____ The data

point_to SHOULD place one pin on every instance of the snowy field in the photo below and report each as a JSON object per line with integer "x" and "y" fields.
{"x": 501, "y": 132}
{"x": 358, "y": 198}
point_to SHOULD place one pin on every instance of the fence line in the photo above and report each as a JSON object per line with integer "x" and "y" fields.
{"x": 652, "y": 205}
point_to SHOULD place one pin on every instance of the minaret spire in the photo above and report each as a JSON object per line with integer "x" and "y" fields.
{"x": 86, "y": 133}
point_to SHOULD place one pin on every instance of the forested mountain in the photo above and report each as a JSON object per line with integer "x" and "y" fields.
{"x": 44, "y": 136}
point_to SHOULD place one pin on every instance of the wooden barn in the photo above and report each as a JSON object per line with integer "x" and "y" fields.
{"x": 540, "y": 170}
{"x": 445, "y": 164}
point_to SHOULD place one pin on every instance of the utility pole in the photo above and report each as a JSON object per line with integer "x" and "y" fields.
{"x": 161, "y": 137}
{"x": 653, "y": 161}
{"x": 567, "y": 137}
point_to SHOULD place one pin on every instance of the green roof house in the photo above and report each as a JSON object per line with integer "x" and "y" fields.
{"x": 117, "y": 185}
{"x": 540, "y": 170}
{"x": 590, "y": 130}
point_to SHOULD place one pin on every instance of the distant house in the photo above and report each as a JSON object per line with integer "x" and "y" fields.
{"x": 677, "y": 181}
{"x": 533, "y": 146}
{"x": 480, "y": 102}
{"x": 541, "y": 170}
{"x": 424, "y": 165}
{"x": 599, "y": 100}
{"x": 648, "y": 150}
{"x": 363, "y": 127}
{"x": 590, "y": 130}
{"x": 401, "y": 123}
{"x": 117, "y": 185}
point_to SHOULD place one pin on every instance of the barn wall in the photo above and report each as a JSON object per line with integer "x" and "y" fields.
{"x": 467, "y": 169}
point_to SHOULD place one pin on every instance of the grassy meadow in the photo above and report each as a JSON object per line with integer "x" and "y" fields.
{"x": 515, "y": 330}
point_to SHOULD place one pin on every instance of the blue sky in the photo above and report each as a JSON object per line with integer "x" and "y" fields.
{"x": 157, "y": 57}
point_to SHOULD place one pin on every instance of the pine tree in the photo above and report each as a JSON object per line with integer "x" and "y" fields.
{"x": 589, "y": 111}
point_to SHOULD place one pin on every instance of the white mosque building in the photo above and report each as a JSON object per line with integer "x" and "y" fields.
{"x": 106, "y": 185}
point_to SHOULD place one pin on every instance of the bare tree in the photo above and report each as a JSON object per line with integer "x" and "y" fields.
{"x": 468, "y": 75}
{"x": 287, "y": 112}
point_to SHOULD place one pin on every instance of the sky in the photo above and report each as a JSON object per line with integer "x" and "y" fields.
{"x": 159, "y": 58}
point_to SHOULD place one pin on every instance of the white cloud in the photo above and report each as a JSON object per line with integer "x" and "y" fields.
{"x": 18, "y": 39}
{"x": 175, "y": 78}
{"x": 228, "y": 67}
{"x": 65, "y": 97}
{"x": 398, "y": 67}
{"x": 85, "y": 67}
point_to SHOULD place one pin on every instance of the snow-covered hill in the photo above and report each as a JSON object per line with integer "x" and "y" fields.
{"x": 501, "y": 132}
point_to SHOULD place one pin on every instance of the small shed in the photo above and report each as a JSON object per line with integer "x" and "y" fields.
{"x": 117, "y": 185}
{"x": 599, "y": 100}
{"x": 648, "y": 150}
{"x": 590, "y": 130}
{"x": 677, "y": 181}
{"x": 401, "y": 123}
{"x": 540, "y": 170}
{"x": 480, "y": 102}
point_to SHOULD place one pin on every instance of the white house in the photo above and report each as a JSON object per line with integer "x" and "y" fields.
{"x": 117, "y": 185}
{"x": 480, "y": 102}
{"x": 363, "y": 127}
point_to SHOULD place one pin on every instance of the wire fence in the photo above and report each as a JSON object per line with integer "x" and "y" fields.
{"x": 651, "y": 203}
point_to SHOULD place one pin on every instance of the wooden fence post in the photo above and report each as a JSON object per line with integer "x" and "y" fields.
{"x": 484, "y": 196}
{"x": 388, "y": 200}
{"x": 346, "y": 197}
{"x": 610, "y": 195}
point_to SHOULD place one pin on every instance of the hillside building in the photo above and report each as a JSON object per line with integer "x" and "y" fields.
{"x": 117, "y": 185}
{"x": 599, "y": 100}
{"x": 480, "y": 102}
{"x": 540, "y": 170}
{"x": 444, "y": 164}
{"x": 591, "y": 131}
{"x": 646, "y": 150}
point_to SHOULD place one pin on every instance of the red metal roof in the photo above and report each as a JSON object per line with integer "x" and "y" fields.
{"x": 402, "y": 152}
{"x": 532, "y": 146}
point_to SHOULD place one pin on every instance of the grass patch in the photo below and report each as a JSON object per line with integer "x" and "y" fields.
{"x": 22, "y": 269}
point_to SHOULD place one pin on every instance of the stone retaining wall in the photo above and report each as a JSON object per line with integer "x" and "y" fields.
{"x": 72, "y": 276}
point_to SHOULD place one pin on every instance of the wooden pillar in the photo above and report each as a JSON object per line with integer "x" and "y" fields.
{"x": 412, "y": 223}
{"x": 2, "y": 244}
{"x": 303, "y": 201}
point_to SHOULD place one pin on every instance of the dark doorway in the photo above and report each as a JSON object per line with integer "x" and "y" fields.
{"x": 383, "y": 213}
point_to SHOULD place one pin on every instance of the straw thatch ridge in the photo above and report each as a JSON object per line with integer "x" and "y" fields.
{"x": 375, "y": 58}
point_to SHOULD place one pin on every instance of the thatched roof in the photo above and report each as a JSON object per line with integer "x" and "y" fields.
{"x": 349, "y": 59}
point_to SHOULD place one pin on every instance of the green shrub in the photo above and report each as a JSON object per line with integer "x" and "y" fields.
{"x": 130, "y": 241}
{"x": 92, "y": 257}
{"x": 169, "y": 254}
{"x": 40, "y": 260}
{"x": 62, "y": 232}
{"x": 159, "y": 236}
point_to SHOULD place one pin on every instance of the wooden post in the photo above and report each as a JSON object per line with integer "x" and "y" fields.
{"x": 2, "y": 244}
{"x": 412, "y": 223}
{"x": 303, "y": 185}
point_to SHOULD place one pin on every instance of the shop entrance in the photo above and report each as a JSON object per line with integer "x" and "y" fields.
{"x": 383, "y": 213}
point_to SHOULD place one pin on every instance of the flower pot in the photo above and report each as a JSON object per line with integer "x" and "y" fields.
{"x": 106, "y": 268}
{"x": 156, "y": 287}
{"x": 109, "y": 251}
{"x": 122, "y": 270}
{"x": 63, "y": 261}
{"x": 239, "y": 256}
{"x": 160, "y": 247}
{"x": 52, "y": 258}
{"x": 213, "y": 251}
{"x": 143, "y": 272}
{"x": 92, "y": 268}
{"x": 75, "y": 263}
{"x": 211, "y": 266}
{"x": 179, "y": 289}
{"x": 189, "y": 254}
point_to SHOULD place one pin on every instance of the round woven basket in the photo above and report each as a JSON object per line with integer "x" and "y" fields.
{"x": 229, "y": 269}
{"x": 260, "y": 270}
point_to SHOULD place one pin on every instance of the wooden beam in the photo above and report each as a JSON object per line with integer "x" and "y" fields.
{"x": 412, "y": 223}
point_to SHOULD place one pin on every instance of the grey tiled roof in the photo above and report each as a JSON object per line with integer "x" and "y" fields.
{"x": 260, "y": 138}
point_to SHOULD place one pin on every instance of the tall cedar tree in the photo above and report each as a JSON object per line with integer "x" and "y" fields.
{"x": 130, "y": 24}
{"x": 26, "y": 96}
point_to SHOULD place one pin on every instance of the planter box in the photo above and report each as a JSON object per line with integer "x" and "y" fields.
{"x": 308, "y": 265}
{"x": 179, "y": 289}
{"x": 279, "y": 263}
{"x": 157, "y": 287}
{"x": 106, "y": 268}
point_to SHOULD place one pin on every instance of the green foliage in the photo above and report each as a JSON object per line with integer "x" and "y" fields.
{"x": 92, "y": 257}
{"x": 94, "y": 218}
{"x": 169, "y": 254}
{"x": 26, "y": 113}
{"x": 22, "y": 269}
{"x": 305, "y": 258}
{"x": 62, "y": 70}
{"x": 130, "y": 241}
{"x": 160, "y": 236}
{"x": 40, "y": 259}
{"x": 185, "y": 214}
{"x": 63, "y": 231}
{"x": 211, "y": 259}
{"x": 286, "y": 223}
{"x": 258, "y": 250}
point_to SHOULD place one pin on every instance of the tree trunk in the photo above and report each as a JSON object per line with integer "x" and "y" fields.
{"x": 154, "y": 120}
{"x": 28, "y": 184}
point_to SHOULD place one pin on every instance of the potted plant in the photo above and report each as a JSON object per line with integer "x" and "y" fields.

________

Task directions:
Please restate word for word only the lines running from the line that contains "point_to SHOULD place one pin on every instance of the tree" to the final line of the listing above.

Task response:
point_to SHOULD place one pin on every instance of the tree trunk in the photo above and report each as a JSON object per line with integer "x" and "y" fields.
{"x": 154, "y": 120}
{"x": 28, "y": 184}
point_to SHOULD place one pin on every instance of the potted plant in the photo above and report each as a JSON object per line with integer "x" and "y" fields.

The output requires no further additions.